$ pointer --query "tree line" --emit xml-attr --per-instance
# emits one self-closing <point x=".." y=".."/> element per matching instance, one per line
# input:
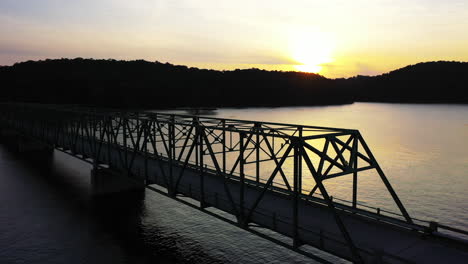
<point x="143" y="84"/>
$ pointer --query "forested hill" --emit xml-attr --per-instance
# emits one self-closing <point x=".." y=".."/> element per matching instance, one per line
<point x="157" y="85"/>
<point x="145" y="84"/>
<point x="429" y="82"/>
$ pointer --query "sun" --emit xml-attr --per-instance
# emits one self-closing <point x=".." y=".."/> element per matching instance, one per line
<point x="311" y="49"/>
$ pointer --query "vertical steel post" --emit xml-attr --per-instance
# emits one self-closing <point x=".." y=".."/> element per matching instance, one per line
<point x="355" y="167"/>
<point x="297" y="184"/>
<point x="202" y="172"/>
<point x="223" y="143"/>
<point x="241" y="219"/>
<point x="257" y="152"/>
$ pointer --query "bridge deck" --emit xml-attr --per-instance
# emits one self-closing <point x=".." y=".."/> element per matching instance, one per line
<point x="129" y="143"/>
<point x="374" y="240"/>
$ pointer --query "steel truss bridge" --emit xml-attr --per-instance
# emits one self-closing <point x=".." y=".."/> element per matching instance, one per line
<point x="264" y="175"/>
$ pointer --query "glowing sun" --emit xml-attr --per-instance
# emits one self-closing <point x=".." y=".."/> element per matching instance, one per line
<point x="311" y="50"/>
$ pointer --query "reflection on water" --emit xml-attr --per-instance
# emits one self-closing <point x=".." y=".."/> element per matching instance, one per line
<point x="48" y="215"/>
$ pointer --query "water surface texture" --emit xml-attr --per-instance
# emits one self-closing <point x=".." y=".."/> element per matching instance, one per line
<point x="47" y="214"/>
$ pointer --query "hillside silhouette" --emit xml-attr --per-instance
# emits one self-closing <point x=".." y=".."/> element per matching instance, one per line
<point x="143" y="84"/>
<point x="153" y="84"/>
<point x="430" y="82"/>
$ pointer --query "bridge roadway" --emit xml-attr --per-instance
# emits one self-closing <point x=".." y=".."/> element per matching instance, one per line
<point x="385" y="240"/>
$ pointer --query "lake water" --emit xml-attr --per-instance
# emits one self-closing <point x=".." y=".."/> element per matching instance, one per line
<point x="47" y="213"/>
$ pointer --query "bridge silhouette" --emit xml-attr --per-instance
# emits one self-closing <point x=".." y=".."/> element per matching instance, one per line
<point x="256" y="175"/>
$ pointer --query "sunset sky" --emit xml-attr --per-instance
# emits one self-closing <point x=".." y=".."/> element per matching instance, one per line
<point x="336" y="38"/>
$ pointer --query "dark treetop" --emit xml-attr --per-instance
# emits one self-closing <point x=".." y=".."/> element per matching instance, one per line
<point x="145" y="84"/>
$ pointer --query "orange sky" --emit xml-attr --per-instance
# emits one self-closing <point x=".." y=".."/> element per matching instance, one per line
<point x="335" y="38"/>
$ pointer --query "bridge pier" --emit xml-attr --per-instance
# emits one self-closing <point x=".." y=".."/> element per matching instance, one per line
<point x="108" y="181"/>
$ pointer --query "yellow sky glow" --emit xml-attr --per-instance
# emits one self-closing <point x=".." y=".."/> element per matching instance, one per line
<point x="335" y="38"/>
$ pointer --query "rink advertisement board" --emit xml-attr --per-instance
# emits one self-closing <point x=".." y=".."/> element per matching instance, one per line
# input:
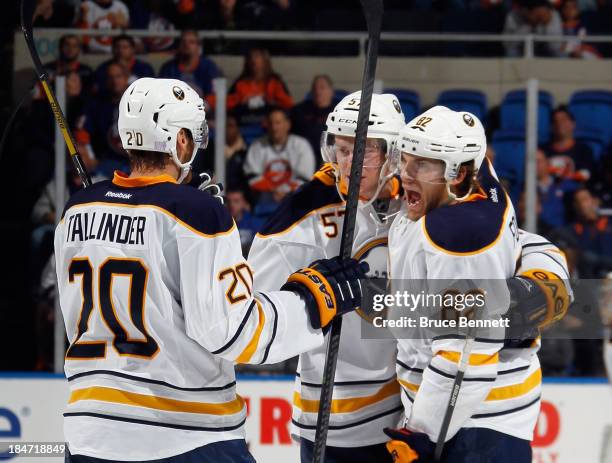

## TASK DESCRIPTION
Restate the material word for word; no picture should appear in the copy.

## ANSWER AREA
$ pointer --query "tree line" --emit xml-attr --per-instance
# emits one self-closing <point x=".." y=".."/> element per matching instance, one per line
# input:
<point x="143" y="84"/>
$ pointer --query "forested hill" --emit xml-attr --per-instance
# emits one self-closing <point x=".." y=".."/> element per matching instance, one per line
<point x="157" y="85"/>
<point x="145" y="84"/>
<point x="429" y="82"/>
$ pointer --query "sun" --emit xml-attr --per-instance
# emits one self-closing <point x=".." y=".."/> element per matching instance, one per line
<point x="311" y="49"/>
$ pointer --query "vertical steel post" --emit xml-attr --per-instance
# emits one self-closing <point x=".." y=".."/> element per matching instance, one per line
<point x="355" y="167"/>
<point x="297" y="184"/>
<point x="202" y="172"/>
<point x="223" y="143"/>
<point x="241" y="219"/>
<point x="257" y="152"/>
$ pointer --query "bridge deck" --emit xml-attr --per-instance
# emits one self-closing <point x=".." y=".."/> element per matching instance, one per line
<point x="129" y="143"/>
<point x="374" y="240"/>
$ pointer --query "steel truss bridge" --emit xml-attr --per-instance
# emits one self-closing <point x=".." y=".."/> element per matching instance, one per line
<point x="264" y="175"/>
$ pointer --query "glowing sun" --emit xml-attr --per-instance
# emits one self-closing <point x=".." y=".."/> element per matching instance, one per line
<point x="311" y="50"/>
$ pointer --query "reflection on water" --emit xml-attr --per-instance
# emits one self-closing <point x=".." y=".."/> element per matching instance, one per line
<point x="48" y="215"/>
$ pointer --query "water surface texture" --emit xml-attr --per-instance
# emits one self-closing <point x=".." y=".."/> element per matching instance, one per line
<point x="47" y="214"/>
$ pointer --query "hillside silhouette" --emit xml-attr --per-instance
# emits one self-closing <point x=".." y=".."/> element per matching instance, one per line
<point x="143" y="84"/>
<point x="153" y="84"/>
<point x="430" y="82"/>
$ pointer --query "bridge roadway" --emit xml-attr --per-instance
# emits one self-closing <point x=".." y=".."/> element per matching instance, one per line
<point x="385" y="240"/>
$ pointer --query "lake water" --emit xml-attr --per-instance
# emits one self-closing <point x=".." y=".."/> element per matching instance, one per line
<point x="47" y="213"/>
$ pointer --query "bridge silhouette" --emit xml-attr --per-instance
# emits one self-closing <point x=".." y=".."/> element per matching instance, one per line
<point x="256" y="175"/>
$ pointer --query "sunset sky" --emit xml-attr --per-instance
# emits one self-closing <point x=".." y=".."/> element per matching instance, one per line
<point x="336" y="38"/>
$ pointer --query "dark treetop" --emit xml-attr --per-instance
# emits one self-closing <point x=".." y=".."/> element per matching instance, one per line
<point x="145" y="84"/>
$ pointer --query "orange sky" --emit xml-attr --per-instance
# emits one self-closing <point x=".." y=".."/> element per matching instance, one per line
<point x="335" y="38"/>
$ pointer --query "bridge pier" --emit xml-attr --per-instance
# emits one self-closing <point x=".." y=".."/> element per matching instance, one per line
<point x="108" y="181"/>
$ pointer --query "yellow sky glow" --emit xml-attr --per-instance
# emits one self-closing <point x=".." y=".."/> element per matching instance, one per line
<point x="335" y="38"/>
$ pointer --query "rink advertisement board" --emit xml-attr --per-instance
# emits one self-closing <point x=".." y=".."/> element per matching instance, one per line
# input:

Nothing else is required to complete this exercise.